**TEXT PROVIDED**
+ + + + + + +

Three years ago, a team of doctors at Johns Hopkins Children's Center was able to successfully treat a 2-year-old child who came down with a dangerous and drug-resistant form of tuberculosis (TB). Now, they’re hoping that their retelling of the ordeal, published in the December issue of The Lancet Infectious Diseases, can provide medical providers a future road map toward treating this increasingly more prevalent version of the bacterial disease, particularly in children.

"We are thrilled that our patient is doing so well," said study author and Johns Hopkins Children's Center pediatrician Dr. Sanjay Jain in a statement. "But at the same time, this is a wake-up call to the realities of TB."

'Infinitely More So'

The child in question came to Johns Hopkins with a persistent fever and pneumonia soon after spending three months in India, a country sporting some of the largest rates of TB, according to a 2015 report by the World Health Organization. Despite initially testing negative, the doctors decided to begin treatment for TB, caused by Mycobacterium tuberculosis. The doctors went with their hunch because of a lung spot found on the child’s chest X-ray, which is considered a possible marker of TB.

According to Jain, false negatives often happen in children because they carry a relatively low level of the bacteria in their system compared to adults, highlighting a shortfall of the current detection approach for pediatric TB. “Preliminary test results are notoriously unreliable and this case provides a perfect illustration of the need for swifter and more reliable techniques,” Jain said. It would take a month before further tests were able to confirm her positive status.

Though the child improved at first after being given a conventional antibiotic regimen, lab tests 12 weeks later eventually revealed that they carried a strain of TB known as extensively drug-resistant tuberculosis (XDR-TB). Almost as if on cue, the child’s condition began to deteriorate again upon the doctors’ discovery, with signs of lung tissue damage. XDR-TB is a rare variant of multidrug-resistant tuberculosis (MDR-TB), with strains capable of deterring four of the most commonly used TB drugs (MDR-TB only resists two). It’s believed by the WHO that 9 percent of the 650,000 cases of MDR-TB estimated to occur at any time are XDR-TB.

+ + + + + + +

**PROBLEM TO SOLVE**
Copy the part of the tuberculosis article that opens with the words containing "According to Jain, false" and closes with "her positive status.", word for word.

Image point grounding data:
+ + + + + + +

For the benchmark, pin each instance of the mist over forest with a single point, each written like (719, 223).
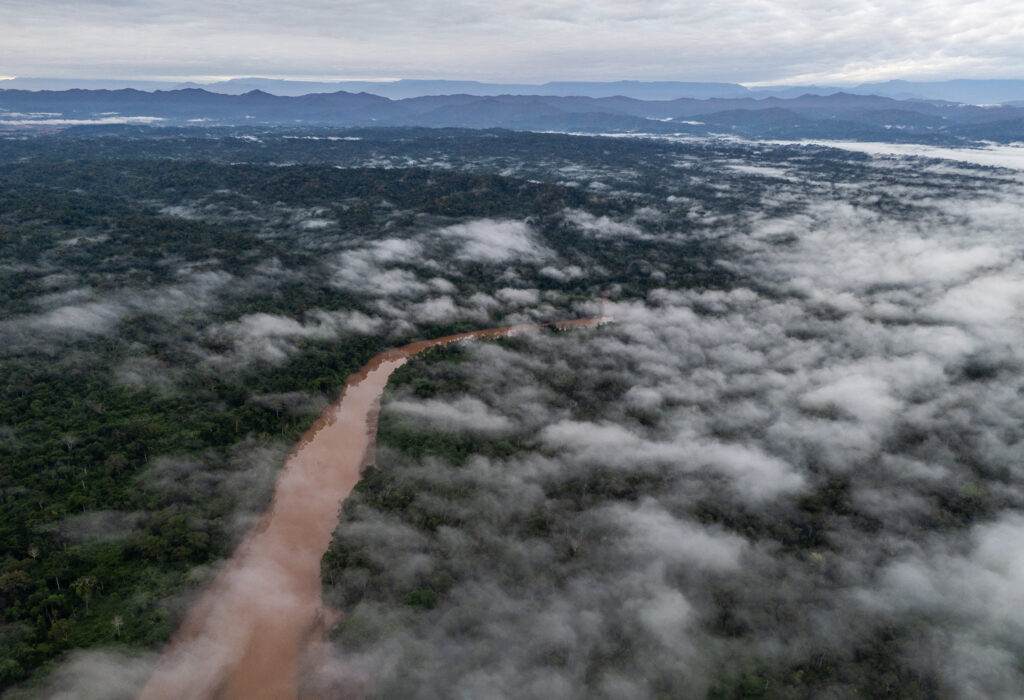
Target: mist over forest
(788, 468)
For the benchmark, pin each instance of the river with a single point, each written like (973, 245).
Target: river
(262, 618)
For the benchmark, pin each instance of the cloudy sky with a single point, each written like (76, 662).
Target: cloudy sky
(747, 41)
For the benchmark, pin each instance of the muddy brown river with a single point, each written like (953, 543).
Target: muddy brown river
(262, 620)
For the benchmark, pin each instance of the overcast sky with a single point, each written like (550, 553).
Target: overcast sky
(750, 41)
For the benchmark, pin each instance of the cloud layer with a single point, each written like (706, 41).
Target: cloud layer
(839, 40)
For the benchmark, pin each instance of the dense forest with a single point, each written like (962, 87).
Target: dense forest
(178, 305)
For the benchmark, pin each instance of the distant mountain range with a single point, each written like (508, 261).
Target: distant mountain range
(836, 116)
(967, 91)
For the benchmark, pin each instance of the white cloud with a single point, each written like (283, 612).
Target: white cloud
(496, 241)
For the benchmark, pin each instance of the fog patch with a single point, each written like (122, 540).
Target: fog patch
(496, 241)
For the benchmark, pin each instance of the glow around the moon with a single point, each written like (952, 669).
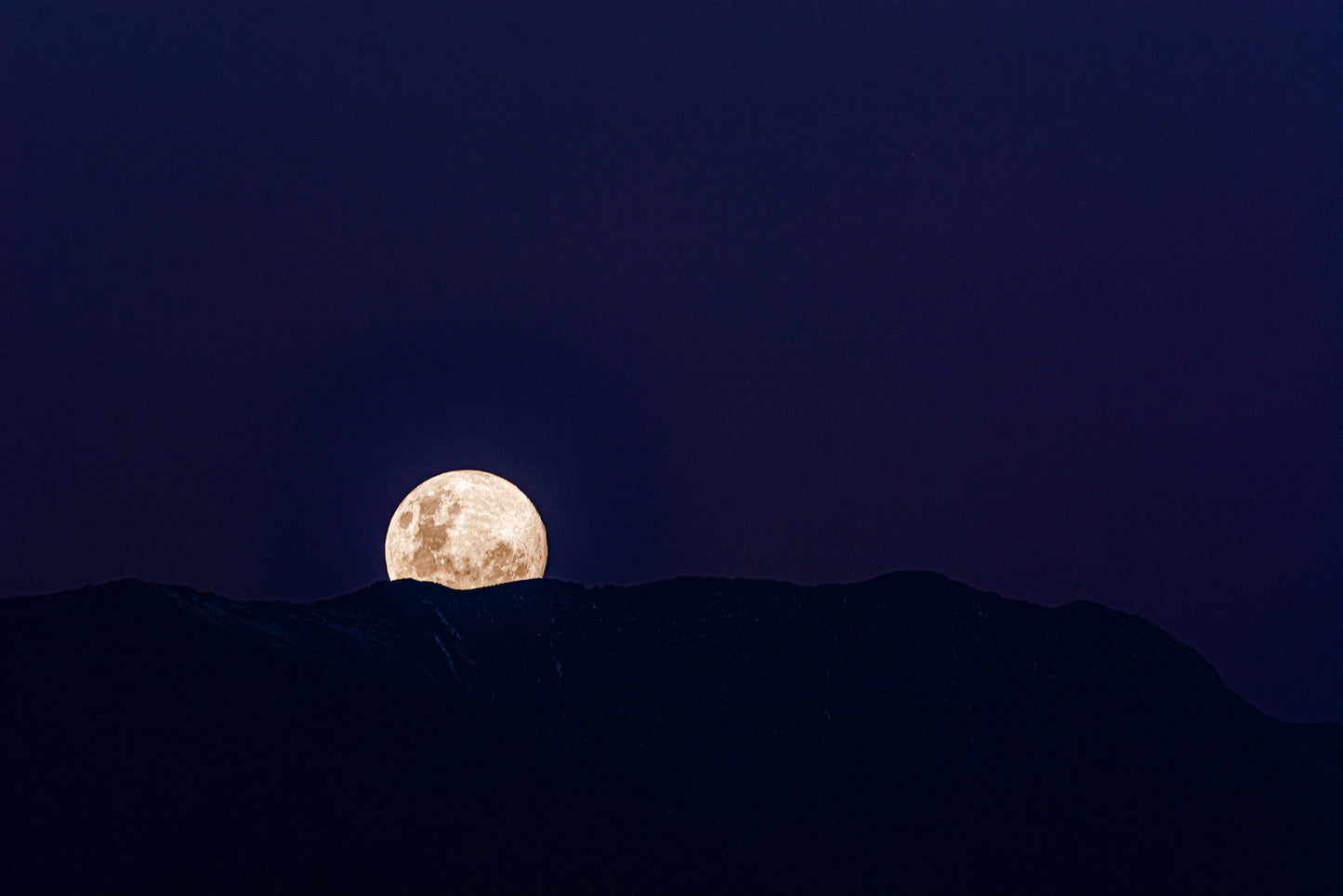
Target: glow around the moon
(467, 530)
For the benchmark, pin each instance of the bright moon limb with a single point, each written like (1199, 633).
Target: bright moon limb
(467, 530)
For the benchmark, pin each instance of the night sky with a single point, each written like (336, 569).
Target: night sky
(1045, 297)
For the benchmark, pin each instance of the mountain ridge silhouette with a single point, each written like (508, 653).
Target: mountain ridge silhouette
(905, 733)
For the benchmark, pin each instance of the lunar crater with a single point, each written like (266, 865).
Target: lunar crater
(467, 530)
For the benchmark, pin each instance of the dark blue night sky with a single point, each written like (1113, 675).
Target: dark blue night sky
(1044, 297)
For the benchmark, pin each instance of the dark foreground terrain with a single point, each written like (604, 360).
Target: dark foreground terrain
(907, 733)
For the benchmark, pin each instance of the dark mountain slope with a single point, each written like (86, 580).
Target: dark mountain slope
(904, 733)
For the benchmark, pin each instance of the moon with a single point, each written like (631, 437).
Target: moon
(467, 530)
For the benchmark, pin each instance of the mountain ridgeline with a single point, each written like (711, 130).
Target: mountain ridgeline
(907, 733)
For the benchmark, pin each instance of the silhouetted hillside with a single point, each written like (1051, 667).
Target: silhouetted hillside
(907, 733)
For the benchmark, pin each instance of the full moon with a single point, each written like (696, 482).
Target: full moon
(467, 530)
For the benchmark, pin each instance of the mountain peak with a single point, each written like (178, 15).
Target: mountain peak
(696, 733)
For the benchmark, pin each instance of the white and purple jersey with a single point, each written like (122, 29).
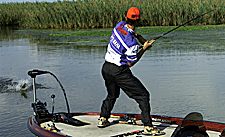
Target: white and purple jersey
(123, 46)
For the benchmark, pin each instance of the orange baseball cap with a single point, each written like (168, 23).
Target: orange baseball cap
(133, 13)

+ + + + + + +

**WRITTEN RESPONSE**
According to Jain, false negatives often happen in children because they carry a relatively low level of the bacteria in their system compared to adults, highlighting a shortfall of the current detection approach for pediatric TB. “Preliminary test results are notoriously unreliable and this case provides a perfect illustration of the need for swifter and more reliable techniques,” Jain said. It would take a month before further tests were able to confirm her positive status.